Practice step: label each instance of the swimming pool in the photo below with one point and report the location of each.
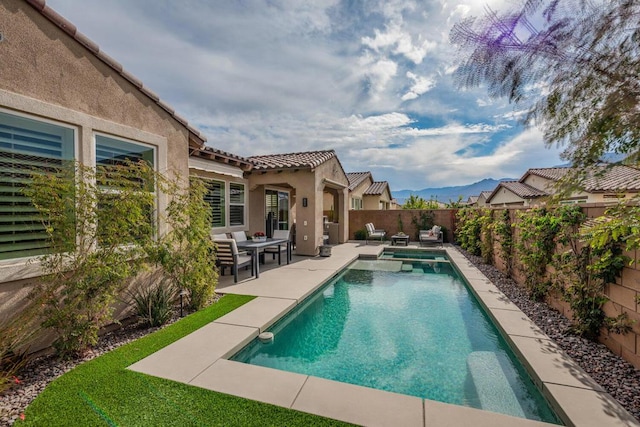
(409, 327)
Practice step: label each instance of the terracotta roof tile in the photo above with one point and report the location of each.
(520, 189)
(605, 178)
(215, 154)
(376, 188)
(356, 178)
(307, 159)
(72, 31)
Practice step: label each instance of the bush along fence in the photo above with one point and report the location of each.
(102, 231)
(580, 260)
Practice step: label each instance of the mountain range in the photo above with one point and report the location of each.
(446, 194)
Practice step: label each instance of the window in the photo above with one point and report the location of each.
(26, 145)
(111, 153)
(215, 198)
(236, 204)
(356, 204)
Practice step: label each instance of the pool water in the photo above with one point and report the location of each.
(405, 327)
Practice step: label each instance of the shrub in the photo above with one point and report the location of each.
(92, 218)
(154, 304)
(17, 334)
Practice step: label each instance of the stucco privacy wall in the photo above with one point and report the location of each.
(45, 74)
(623, 295)
(389, 220)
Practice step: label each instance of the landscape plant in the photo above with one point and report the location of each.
(536, 229)
(582, 271)
(186, 251)
(423, 221)
(18, 333)
(154, 304)
(104, 392)
(99, 222)
(469, 230)
(504, 231)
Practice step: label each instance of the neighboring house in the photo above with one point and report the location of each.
(62, 98)
(299, 188)
(514, 193)
(482, 198)
(606, 184)
(359, 182)
(471, 201)
(377, 196)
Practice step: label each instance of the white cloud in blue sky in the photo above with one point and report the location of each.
(370, 79)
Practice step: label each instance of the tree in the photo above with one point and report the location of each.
(573, 65)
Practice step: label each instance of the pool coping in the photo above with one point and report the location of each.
(201, 358)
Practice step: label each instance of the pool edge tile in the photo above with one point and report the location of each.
(447, 415)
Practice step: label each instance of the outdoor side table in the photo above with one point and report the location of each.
(396, 239)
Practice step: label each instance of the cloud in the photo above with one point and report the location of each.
(371, 80)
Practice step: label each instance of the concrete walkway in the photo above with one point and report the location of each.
(200, 359)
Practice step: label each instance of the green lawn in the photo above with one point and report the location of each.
(103, 392)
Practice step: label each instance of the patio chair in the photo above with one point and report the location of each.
(433, 235)
(373, 233)
(273, 250)
(227, 256)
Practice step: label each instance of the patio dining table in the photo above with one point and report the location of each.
(254, 247)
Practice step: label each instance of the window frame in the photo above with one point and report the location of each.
(243, 204)
(155, 213)
(74, 148)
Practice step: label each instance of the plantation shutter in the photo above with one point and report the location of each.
(26, 146)
(215, 198)
(236, 204)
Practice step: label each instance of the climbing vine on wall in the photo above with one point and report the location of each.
(536, 229)
(504, 231)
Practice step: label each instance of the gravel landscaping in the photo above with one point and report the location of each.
(614, 374)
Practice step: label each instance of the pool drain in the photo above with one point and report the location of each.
· · ·
→ **TASK BRIEF**: Above are the records; reproduce them exactly and leave out the pictures.

→ **SOLUTION TO THE PROBLEM**:
Practice step: label each instance of the swimming pool in the photo below with one point and report the location of each.
(409, 327)
Practice step: label each instance of the terracotta roof tile in the photo above with one point and report the location of each.
(520, 189)
(605, 178)
(215, 154)
(376, 188)
(356, 178)
(307, 159)
(72, 31)
Practice step: label each instance of the bush along fence in the photo above with one point and report the location of each.
(102, 231)
(580, 260)
Practice step: label each instance of the mountain range in the photo above with one point and report the location of each.
(446, 194)
Practice step: label each instance of the window in the photo above with one point and report the location of each.
(26, 145)
(111, 153)
(215, 198)
(236, 204)
(356, 204)
Practice step: label each instance of the pool water in the photo above with one point and report the location of each.
(405, 327)
Practice step: label each instance of the shrub in the photo above with one point and report the location of each.
(92, 218)
(154, 304)
(17, 334)
Practice step: label each instance of the stucco privacy wall in the photo above with one point and report the location of each.
(45, 74)
(623, 295)
(389, 220)
Practice step: label each instance of the landscape plant in the photo above with one point and report the location of each.
(536, 229)
(582, 271)
(186, 251)
(423, 221)
(18, 333)
(154, 304)
(104, 392)
(99, 222)
(469, 230)
(504, 231)
Practice step: label each instance of the neighboring house in the photo above with one point and report the location of each.
(62, 98)
(299, 188)
(514, 193)
(482, 198)
(606, 184)
(359, 182)
(471, 201)
(377, 196)
Practice step: label each instance of the white cloud in blue sky in the photo above with one point and report the location of each.
(370, 79)
Practice step: label each instance of the tree in the photo above with one point and report the location of each.
(573, 65)
Practice step: label each instance of the pool coping in the photo above with one point and report the location of each.
(201, 358)
Practice step: label each instance of the pool edge tile in the photo above with one point and report the location of each.
(447, 415)
Practice step: label each instance of the outdoor side table in the photo above with one point and report the location of each.
(396, 239)
Practice step: label each instance of the cloud in the photo above with one point and report the location of each.
(371, 80)
Practice step: label each instance of the concrete walkway in the photo above with one point and report the location of each.
(200, 359)
Practice step: label each instance of the green lawn in the photo above with one point and report the location of each.
(103, 392)
Practice step: label each instance of the patio chair in the photo above with one point and report the location of each.
(433, 235)
(373, 233)
(273, 250)
(227, 256)
Practice step: label each instance of the patio dining table in the photo above with one point and report the location of each.
(254, 247)
Practice step: label each instance of the window frame in the photo above with one point and report the location of each.
(243, 204)
(155, 213)
(74, 148)
Practice step: label each instance of the plantation shutter in the photo above with one point and report the location of each.
(26, 146)
(215, 198)
(236, 204)
Practice step: label each instance of the climbing vine on wall in the photo above with one point and report the location of each.
(536, 229)
(504, 231)
Practice step: label each instance of the gravel landscaping in the photo above with one point and report the location of each.
(614, 374)
Practice step: label each instance of the pool drain in the photo above with one point and report the location of each.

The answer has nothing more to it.